### [TASK DIRECTIONS]
Each line of the listing should be reproduced exactly.

· · ·

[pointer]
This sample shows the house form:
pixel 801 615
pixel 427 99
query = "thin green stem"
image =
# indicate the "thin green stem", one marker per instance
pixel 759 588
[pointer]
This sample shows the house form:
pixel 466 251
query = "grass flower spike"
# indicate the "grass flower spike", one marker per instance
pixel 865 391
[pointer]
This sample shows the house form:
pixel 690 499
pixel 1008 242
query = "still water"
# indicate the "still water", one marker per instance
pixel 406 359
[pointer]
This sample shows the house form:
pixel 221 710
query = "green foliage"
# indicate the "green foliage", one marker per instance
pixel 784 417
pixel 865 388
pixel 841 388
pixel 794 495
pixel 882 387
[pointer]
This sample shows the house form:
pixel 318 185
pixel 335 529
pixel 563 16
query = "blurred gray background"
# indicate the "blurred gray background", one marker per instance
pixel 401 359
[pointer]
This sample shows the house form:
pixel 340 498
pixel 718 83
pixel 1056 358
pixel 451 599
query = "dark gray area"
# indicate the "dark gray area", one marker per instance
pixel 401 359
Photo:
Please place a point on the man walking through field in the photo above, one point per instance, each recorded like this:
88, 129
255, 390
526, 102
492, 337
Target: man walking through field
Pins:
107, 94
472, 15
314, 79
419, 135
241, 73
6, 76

· · ·

### [COMPLETED TASK]
[pointer]
This sample shows the house form:
pixel 801 615
pixel 427 99
query = "thin green stem"
image =
# indicate the "thin green stem", one marker per instance
pixel 759 588
[pointer]
This sample shows the house form:
pixel 466 251
query = "grass flower spike"
# indicate the "grass flower spike", one marker per instance
pixel 865 391
[pointer]
This sample shows the house form:
pixel 690 499
pixel 1008 242
query = "still water"
# indicate the "still water", one marker per instance
pixel 406 359
[pointer]
This sample shows the house form:
pixel 221 710
query = "green foliage"
# indicate the "green foliage", one marker per instance
pixel 784 417
pixel 865 388
pixel 841 388
pixel 794 495
pixel 882 387
[pointer]
This sample shows the house form:
pixel 318 185
pixel 335 529
pixel 563 16
query = "blurred gray background"
# indicate the "blurred gray background", one marker per instance
pixel 401 359
[pointer]
This sample shows the house form:
pixel 340 498
pixel 718 83
pixel 1056 358
pixel 451 599
query = "dark gray area"
# indicate the "dark gray area", one marker per instance
pixel 401 359
Photo:
Please place a point on the man walking through field in the photo above, one point per instance, each recorded like this:
88, 129
255, 390
526, 102
492, 337
Target: man walking through field
Pins:
107, 94
472, 15
314, 79
419, 135
241, 73
6, 76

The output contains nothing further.